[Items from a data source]
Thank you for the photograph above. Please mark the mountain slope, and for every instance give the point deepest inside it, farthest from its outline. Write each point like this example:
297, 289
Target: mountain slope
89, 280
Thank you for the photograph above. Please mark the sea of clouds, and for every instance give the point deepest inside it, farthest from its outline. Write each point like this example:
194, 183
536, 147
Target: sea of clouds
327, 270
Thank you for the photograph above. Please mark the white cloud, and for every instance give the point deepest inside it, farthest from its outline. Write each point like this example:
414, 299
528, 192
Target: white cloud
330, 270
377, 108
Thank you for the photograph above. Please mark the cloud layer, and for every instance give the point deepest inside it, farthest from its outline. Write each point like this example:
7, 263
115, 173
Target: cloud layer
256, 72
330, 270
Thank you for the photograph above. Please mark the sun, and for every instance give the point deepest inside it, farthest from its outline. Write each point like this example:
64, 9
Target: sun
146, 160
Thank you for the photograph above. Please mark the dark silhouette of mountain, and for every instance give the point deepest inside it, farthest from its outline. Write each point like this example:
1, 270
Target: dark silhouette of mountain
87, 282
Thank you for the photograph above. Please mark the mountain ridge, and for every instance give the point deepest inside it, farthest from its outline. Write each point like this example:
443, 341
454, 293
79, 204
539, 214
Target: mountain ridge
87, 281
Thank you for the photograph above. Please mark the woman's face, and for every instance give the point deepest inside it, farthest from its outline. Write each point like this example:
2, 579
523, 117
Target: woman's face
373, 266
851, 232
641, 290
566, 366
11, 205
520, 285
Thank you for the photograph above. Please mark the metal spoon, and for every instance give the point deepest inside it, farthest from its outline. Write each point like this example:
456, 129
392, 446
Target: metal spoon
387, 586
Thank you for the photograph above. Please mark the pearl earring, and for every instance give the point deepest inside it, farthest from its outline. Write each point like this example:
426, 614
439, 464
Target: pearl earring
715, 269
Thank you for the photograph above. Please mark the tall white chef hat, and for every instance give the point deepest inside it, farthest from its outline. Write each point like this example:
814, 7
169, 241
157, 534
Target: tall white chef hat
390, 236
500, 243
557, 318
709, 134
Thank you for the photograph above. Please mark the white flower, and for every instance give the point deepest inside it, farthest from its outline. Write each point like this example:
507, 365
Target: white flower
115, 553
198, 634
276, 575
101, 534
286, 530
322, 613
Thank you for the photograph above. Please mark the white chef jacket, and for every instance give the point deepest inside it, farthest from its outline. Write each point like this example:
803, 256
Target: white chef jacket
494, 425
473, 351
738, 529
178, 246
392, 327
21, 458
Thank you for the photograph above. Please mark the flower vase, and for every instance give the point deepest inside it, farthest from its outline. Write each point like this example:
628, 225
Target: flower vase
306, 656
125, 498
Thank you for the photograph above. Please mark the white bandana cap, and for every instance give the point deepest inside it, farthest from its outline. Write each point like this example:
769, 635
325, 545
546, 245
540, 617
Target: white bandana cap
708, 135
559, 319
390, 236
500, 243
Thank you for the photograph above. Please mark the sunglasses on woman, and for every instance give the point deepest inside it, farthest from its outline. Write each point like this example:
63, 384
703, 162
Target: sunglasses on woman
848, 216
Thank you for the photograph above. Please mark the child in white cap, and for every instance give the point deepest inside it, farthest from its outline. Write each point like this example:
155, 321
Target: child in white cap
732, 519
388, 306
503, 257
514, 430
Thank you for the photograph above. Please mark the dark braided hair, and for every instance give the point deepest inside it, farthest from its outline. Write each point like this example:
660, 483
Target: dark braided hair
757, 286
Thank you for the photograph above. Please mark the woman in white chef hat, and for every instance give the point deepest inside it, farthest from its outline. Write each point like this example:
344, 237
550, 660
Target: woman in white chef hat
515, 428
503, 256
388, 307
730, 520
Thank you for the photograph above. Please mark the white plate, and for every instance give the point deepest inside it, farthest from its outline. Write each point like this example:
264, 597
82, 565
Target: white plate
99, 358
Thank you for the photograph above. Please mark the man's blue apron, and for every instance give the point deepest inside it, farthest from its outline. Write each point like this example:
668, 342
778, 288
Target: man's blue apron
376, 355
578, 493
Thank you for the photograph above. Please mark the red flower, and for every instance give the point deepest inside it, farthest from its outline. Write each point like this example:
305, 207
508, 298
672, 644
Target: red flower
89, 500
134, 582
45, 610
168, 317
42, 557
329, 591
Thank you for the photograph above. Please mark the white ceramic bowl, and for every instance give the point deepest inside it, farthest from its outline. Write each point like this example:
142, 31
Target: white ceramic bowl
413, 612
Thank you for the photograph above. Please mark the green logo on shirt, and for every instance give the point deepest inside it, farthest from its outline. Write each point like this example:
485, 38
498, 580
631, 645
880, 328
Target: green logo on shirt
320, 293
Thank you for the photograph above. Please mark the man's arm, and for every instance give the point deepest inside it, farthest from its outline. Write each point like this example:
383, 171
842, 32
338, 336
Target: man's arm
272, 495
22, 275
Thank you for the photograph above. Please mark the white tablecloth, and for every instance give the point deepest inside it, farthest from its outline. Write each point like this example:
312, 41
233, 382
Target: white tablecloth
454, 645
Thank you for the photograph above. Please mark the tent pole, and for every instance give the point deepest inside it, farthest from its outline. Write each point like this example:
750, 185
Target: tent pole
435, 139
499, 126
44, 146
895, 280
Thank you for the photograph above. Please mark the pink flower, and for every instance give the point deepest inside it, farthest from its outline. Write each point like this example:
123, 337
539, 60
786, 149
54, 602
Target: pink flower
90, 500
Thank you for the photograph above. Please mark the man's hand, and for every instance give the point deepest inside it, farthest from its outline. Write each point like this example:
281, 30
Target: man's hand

DESCRIPTION OF THE TASK >>
Recopy all of the records verbatim.

EXPECTED ANSWER >>
Thank you for the photograph above. Please mark the mountain slope, and for every instance give the point deepest inside it, farthest from its outline. Write each point like this example:
297, 289
Target: mountain slope
89, 280
Thank you for the photograph above. Please mark the sea of clouds, and for every instance give the point deepest inside it, farthest from its outline. Write each point like this example:
194, 183
536, 147
Target: sea of clouds
327, 270
Thank you for the photograph above. Please mark the white cloud, and for every instance give the point deepest inside it, farthest from its outline. Write each point like this example:
414, 299
528, 192
Target: white cloud
330, 270
377, 108
Thank you for the photograph above. Please mark the cloud layer, and for every instance give the point deepest inside it, farthest from its outline. Write each point like this example:
7, 263
115, 173
Target: cloud layer
256, 72
330, 270
Thank you for the photograph above. Please mark the sun, and for every instance give the point deepest inside it, farthest from its outline. Write each point like this example:
64, 9
Target: sun
146, 160
Thank you for the photograph above. Please mark the dark silhouette of mountain, and for every instance give the point deepest inside it, farthest from its outline. Write each point like this example:
1, 270
Target: dark silhouette of mountain
87, 282
Thank you for the photograph above. Please mark the mountain ridge, and for every instance give the point deepest inside it, farthest from its outline. Write each point like this example:
443, 341
454, 293
79, 204
539, 214
Target: mountain ridge
87, 281
Thank you for the photograph above. Please mark the woman's face, and for every instance give the point deepest inside it, farthest from its outline. Write each point like this example:
2, 579
523, 117
Target: woman's face
373, 266
851, 232
641, 290
566, 366
11, 205
520, 285
Thank you for the photograph above. Please mark the metal spoon, and for every instance give the point deepest inside it, farthest from its outline. Write each point like this example:
456, 129
392, 446
Target: metal spoon
387, 586
Thank you for the photograph above. Please mark the pearl earring, and for every instance give the point deepest inside it, farthest from its outline. Write each point like this example:
426, 614
439, 464
Target: pearl earring
715, 269
Thank you for the photograph above. Please mark the tall white chef hat, and for every instance give the point deepest inside it, farthest from its outline. Write each point like this example:
814, 7
169, 241
157, 534
Target: tall white chef hat
390, 236
500, 243
557, 318
709, 134
Thank you for the photograph above. Please mark the white flower, and for every instance give the point deepest inside it, farthest from its outline. Write each point like this example:
507, 365
Target: white flower
115, 553
198, 634
276, 575
101, 534
286, 530
322, 613
Thank you for the photograph above. Please mark the white chef jacket, and for every instance give the point deepest inside it, farthest from its outline. Write each point like this example:
803, 256
Target: white chef jacket
494, 425
473, 351
738, 529
178, 246
392, 327
21, 458
Thank you for the photograph above. Please mark the flower vase, and for every instance give the point deepest inside it, farthest from its outline. Write each point like this example:
628, 225
Target: flower vase
306, 656
125, 498
Thank you for the photograph above. Please mark the white bandana cap, and for every instance give the point deepest inside it, farthest from its outline. Write each point like this example:
769, 635
325, 545
546, 245
540, 617
Target: white bandana cap
708, 135
559, 319
390, 236
500, 243
Thank you for the photograph above. Please mark the sunglasses on woman, and for every instance give the point deepest inside it, farthest from its outline. Write each point like this example:
63, 384
703, 162
Target: sunglasses on woman
848, 216
Thank you for the photograph above. Please mark the child in white cap, and for every instance give the point deepest inside it, farthest from its outline. Write each point like this example:
155, 321
Target: child in white cap
732, 519
388, 306
503, 257
514, 430
Thank you for the photograph above. Please mark the dark braided hair, and for every instance give the point deepest inside it, farthest from its outline. Write each point like this example:
660, 483
Target: dark braided hair
757, 286
Thank you for the photograph above. Please mark the woman in white chef hat, and for every instance give the point deepest inside it, farthest from its outline. Write each point like this example:
344, 237
550, 660
Target: woman in white chef hat
515, 428
503, 256
388, 307
730, 520
Thank you for the photograph above. Please mark the white plate, and for every instance give the point deepest inside it, farthest from its outline. Write each point like this example:
264, 597
82, 565
Target: white plate
99, 358
Thank you for the photograph above. Please mark the man's blue apron, and for every instance give the point deepest inside it, farthest from its outline. Write each point like this example:
668, 342
778, 288
Target: man's blue apron
376, 355
578, 493
Thank you for the photograph above. Please mark the red flower, and for every instance give the point deepest inside it, farthest from its outline. Write each point like this example:
305, 207
508, 298
672, 644
Target: red flower
89, 500
134, 582
45, 610
168, 317
42, 557
329, 591
Thank you for the photograph above. Please mark the white ceramic bowl, and for every instance give the point deepest inside it, farthest from its outline. Write each point like this example:
142, 31
Target: white ceramic bowl
413, 612
Thank you for the photograph above. Please mark the green logo on shirt, and for every instance give the point deepest inside it, farthest from its outline. Write each point like this example:
485, 38
498, 580
631, 645
880, 328
Target: green logo on shirt
320, 293
Thank you for the photograph above. Please mark the man's arm, and for every instance give the point deepest inside it, farthest from its outline. Write each point like this example:
383, 171
842, 32
338, 336
Target: man's arm
272, 495
22, 275
Thank you for the photograph above. Please mark the white tablecloth, and for every instance give the point deepest inside it, farthest from its outline. Write each point like this example:
312, 41
233, 382
Target: white tablecloth
454, 645
Thank you for the photograph above. Please mark the tent pole, and for every instance give the point deepest inside it, farthest from its outline. Write each point like this example:
750, 185
Target: tent pole
435, 139
499, 126
44, 146
895, 280
Thank you for the photograph above. Please mark the pink flower, and for every instance give the point deepest inside it, farthest from its outline. Write each point like this example:
123, 337
539, 60
786, 149
54, 602
Target: pink flower
90, 500
Thank you for the photograph above. Please mark the man's hand, and for every instance give the point deepest inside it, farthest from its outline. Write each point like this example:
281, 30
Target: man's hand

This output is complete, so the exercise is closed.